According to the related-literature skill description below, which file does the skill write the section to?

- _SELECTED PASSAGE_

==========

| name | related-literature |
| description | Draft or revise the Related Literature section. Uses a verified citation universe
(`refs.bib` + `brief.md` anchors + `references/pdfs/`). **Never invents citations.** Marks
unresolved claims with `[CITATION NEEDED]`. Use when the user says "write the related lit",
"do a lit review pass", or after the main results are stable.
|
related-literature
Why this skill is locked down
Pure-LLM related-work generation is the highest-risk failure mode in academic LLM pipelines — citation fabrication runs ~66% in unguarded pipelines. This skill is designed to fail closed.
Invocation
User says: "write the related lit", "do a lit review pass", "draft section §X".
Preconditions
<target>/brief.md lists ≥ 3 comparison anchors.
<target>/tex/refs.bib exists and contains at least those anchors.
<target>/tex/sections/results.tex is non-trivially populated.
What this skill does
-
Build the citation universe — the only citations the agent may use:
- Entries in
<target>/tex/refs.bib.
- Citation keys explicitly named in
brief.md.
- Papers physically present in
references/pdfs/.
-
Spawn the related-lit-writer agent. Pass it: STRUCTURE.md, brief.md, the results section, and the citation universe.
-
Verify every \cite{} key in the agent's output exists in refs.bib. If not, replace with [CITATION NEEDED: <what the agent thought it was citing>].
-
Write to <target>/tex/sections/related.tex.
-
Run the gatekeeper skill.
What to do with [CITATION NEEDED] markers
Surface every one to the user with the agent's intended claim. The user resolves them — by adding to refs.bib, rewording, or deleting the claim.
Codex / Opus pass
If the user wants to delegate a Codex or Opus pass on this section, prep a focused prompt in <target>/notes/related-lit-prompt.md containing the current draft + the citation universe + the hard rule "no citations outside the supplied universe."
What this skill does NOT do
- Does not search the web for new papers.
- Does not rank or quantify cited papers.
- Does not write the contribution sentence — that's the intro's job.

==========

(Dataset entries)
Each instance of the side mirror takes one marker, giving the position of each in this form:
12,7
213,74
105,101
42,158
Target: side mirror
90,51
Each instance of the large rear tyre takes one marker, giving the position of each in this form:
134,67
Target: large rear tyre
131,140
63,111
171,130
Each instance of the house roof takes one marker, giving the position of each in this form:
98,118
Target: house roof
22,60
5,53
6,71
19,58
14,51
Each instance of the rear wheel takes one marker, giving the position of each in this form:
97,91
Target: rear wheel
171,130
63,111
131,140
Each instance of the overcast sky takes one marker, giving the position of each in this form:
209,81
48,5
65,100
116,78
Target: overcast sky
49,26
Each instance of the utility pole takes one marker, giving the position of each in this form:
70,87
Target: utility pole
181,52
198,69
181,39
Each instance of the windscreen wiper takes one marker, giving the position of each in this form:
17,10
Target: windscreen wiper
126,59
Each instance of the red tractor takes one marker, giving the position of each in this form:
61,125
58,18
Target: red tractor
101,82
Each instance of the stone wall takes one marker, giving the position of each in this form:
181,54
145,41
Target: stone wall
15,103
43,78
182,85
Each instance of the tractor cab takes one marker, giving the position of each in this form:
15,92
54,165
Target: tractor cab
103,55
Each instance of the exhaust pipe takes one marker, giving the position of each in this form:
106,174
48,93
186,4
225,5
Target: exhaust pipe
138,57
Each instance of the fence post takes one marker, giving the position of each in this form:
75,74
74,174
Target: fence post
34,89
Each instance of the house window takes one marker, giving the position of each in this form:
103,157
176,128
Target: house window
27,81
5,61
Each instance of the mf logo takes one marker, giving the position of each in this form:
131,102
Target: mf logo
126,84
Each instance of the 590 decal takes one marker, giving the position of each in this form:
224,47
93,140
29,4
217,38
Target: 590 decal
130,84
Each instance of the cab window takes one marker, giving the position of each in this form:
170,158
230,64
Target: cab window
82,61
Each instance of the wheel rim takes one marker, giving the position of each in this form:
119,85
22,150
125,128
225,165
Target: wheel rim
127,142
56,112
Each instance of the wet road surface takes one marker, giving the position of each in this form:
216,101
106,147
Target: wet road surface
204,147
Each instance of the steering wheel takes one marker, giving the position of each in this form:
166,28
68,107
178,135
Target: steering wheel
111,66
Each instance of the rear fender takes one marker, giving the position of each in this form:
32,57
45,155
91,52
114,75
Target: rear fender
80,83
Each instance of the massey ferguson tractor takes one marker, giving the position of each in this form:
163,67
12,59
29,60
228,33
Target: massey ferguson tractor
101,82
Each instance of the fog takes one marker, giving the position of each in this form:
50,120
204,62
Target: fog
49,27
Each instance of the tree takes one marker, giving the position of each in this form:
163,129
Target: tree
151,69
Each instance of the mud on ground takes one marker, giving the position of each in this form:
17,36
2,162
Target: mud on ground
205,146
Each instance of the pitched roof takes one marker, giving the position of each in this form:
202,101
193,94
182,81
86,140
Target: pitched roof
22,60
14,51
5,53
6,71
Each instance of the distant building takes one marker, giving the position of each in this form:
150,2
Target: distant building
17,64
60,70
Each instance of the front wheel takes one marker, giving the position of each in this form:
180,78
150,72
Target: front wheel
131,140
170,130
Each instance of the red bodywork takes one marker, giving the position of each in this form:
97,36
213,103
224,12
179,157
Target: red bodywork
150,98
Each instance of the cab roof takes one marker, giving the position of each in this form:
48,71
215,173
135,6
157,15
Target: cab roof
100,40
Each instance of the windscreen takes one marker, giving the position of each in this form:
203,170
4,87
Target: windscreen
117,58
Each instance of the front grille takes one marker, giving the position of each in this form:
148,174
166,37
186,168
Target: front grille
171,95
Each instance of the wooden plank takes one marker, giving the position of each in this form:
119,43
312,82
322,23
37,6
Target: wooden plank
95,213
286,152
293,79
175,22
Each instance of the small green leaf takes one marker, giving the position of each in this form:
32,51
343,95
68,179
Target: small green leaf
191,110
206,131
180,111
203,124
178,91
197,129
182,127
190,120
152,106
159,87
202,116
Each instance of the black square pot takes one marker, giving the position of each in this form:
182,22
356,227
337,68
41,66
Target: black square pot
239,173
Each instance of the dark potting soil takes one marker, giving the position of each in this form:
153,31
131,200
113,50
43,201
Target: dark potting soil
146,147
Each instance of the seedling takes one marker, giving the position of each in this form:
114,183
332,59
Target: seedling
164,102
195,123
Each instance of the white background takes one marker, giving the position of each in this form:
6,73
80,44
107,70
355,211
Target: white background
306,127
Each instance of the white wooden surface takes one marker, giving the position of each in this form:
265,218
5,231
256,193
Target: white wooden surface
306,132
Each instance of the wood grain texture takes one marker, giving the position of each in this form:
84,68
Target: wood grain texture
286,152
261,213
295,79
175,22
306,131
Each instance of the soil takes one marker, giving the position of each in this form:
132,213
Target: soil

==========

- _FINISHED EXERCISE_
It writes the section to <target>/tex/sections/related.tex.